Nicht nur auf Tabletten setzen

Diabetes ist ein "Walking Deficiency Syndrome"

Von Professor Stephan Martin Veröffentlicht:
Wenig bewegen, falsch Essen: Typ-2-Diabetes ist primär auf einen ungesunden Lebensstil zurückzuführen.

Wenig bewegen, falsch Essen: Typ-2-Diabetes ist primär auf einen ungesunden Lebensstil zurückzuführen.

© Digital Vision. / Getty Images / Thinkstock

Der renommierte britische Arzt Sir Muir Gray hat kürzlich in einem Interview mit der Tageszeitung "Daily Mail" den Typ-2-Diabetes als "Walking Deficiency Syndrome" bezeichnet. In dem Gespräch meinte er auch, dass er Begriffe wie Typ-2-Diabetes oder metabolisches Syndrom unglücklich findet: "They make you think it's like rheumatoid arthritis or a real disease." Er aber führt Typ-2-Diabetes primär auf einen ungesunden Lebensstil zurück. Und dagegen müsse man vermehrt vorgehen.

Professor Stephan Martin ist Chefarzt für Diabetologie und Direktor des Westdeutschen Diabetes- und Gesundheitszentrums (WDGZ)

Professor Stephan Martin ist Chefarzt für Diabetologie und Direktor des Westdeutschen Diabetes- und Gesundheitszentrums (WDGZ)

© privat

Nicht-medikamentöse Therapien des Typ-2-Diabetes haben ein enormes Potenzial, die in der Vergangenheit unterschätzt wurden. Noch vor zehn Jahren wurde man von Experten in diabetologischen Kreisen belächelt, wenn man von "Remissionen des Typ-2-Diabetes" gesprochen hat. Auch heute noch wird Typ-2-Diabetes gerne eine "chronisch-progrediente Erkrankung" genannt, die schicksalhaft voranschreitet. Die Arbeiten des Teams um Professor Roy Taylor aus Newcastle in England haben hier zumindest international zu einem Umdenken geführt. Sie konnten zeigen, dass eine achtwöchige Fastenkur mit nur 600 kcal täglich 89 Prozent der Patienten mit Typ-2-Diabetes in eine klinische Remission führen kann, wenn der Diabetes weniger als vier Jahre besteht (Diabet Med 2015; 32:1149). Bei einer Diabetesdauer von über acht Jahren lag die Remissionsrate immerhin noch bei 50 Prozent. Die Forscher überprüfen die Ergebnisse jetzt im multizentrischen Diabetes Remission Clinical Trial (DiRECT) in einer größeren Population (BMC Fam Pract 2016; 17: 20).
________
_Aufgabenstellung_
Setzen Sie bitte den Text über Typ-2-Diabetes im Anschluss an seinen letzten Satz fort.

Fotobasierte Daten zu Referenzausdrücken:
________
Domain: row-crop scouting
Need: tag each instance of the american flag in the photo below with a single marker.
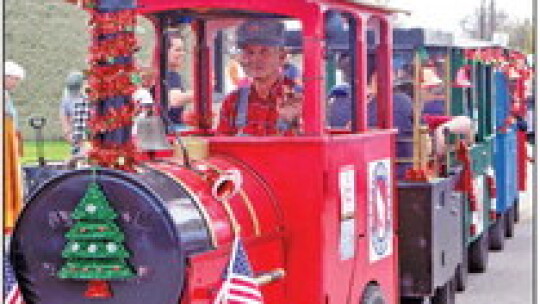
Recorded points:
(239, 286)
(12, 293)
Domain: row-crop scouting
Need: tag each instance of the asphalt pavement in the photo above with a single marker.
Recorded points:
(509, 277)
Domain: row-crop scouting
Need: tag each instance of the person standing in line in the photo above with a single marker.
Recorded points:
(13, 191)
(74, 112)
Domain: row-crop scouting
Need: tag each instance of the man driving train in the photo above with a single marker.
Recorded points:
(271, 104)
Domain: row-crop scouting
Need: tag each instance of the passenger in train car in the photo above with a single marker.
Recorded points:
(179, 96)
(271, 104)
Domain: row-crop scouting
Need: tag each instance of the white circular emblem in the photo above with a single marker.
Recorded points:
(92, 248)
(91, 208)
(380, 219)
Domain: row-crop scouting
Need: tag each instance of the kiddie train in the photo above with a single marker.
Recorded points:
(364, 212)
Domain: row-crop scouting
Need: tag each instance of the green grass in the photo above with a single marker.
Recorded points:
(53, 151)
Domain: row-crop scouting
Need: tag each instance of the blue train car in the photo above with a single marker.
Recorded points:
(505, 156)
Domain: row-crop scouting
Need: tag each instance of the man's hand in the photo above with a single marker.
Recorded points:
(290, 108)
(457, 125)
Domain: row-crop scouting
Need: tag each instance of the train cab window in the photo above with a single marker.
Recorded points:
(379, 79)
(340, 59)
(434, 82)
(232, 72)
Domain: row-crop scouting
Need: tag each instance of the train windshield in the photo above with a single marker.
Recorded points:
(213, 61)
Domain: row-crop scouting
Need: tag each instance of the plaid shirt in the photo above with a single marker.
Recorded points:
(81, 113)
(262, 114)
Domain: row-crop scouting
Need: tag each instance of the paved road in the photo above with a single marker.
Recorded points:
(509, 278)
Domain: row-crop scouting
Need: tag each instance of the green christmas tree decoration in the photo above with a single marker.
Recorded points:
(95, 249)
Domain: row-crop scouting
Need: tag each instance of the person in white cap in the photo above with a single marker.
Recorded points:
(13, 75)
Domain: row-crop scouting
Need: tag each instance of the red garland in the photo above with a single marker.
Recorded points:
(111, 23)
(110, 75)
(115, 118)
(110, 81)
(105, 50)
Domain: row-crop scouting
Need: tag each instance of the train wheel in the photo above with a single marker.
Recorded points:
(496, 234)
(444, 294)
(373, 295)
(479, 253)
(509, 223)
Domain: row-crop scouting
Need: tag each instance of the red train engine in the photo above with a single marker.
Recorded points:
________
_Lösung_
Eine ganz aktuelle Studie aus Kanada zeigt ebenfalls bei Personen mit einer Typ-2-Diabetes-Dauer von unter drei Jahren Remissionsraten bis zu 50 Prozent durch Lebensstiländerungen (J Clin Endocrinol Metab 2017; 102:1596). Aber auch in späten Phasen des Typ-2-Diabetes gibt es Hoffnung für Betroffene. Das zeigt eine aktuelle randomisiert-kontrollierte Studie, die wir mit dem Deutschen Institut für Telemedizin und Gesundheitsförderung (DITG) durchgeführt haben (Diabetes Care 2017, online 12. Mai). Teilnehmer waren Patienten, bei denen der Typ-2-Diabetes im Mittel elf Jahre bekannt war und deren HbA1c im Mittel bei 8,2 Prozent lag. Obwohl diese Patienten bereits mit zwei verschiedenen oralen Antidiabetika oder in Kombination mit Insulin behandelt wurden, führte das Telemedizinische Lifestyle Programm (TeLiPro) zu einer HbA1c-Absenkung von über einem Prozentpunkt in der Behandlungsgruppe. Zusätzlich konnten Antidiabetika reduziert und die Insulindosis halbiert werden. Außerdem: Die wirkliche HbA1c-Senkung der TeLiPro-Intervention wurde durch die Medikamentenreduktion maskiert.

Als es noch möglich war Patienten mit entgleistem Typ-2-Diabetes stationär in spezialisierten Abteilungen zu behandeln, wurde prinzipiell das Gleiche gemacht. Oft hat man den Patienten nur auf gesunde Kost gesetzt und sie täglich an einem Bewegungsprogramm teilnehmen lassen. Nach 14 Tagen wurden die Patienten meist mit besseren Blutzuckerwerten und weniger Medikamenten entlassen.

Es wäre daher wichtig, das Thema Typ-2-Diabetes im Sinne von Sir Muir Gray kritisch zu hinterfragen. Kommt man zu dem Schluss, dass es eine Erkrankung wie eine rheumatoide Arthritis ist, dann werden wir bald die meisten Patienten mit drei bis vier Antidiabetika behandeln und amerikanische Verhältnisse mit Insulindosen von über 500 IE am Tag erreichen. Sehen wir Typ-2-Diabetes aber als "Walking Deficiency Syndrome" müssen wir in unserem Gesundheitssystem Strukturen wie zum Beispiel TeLiPro schaffen, die uns Ärzte bei der Lebensstil-Änderung unserer Patienten unterstützen.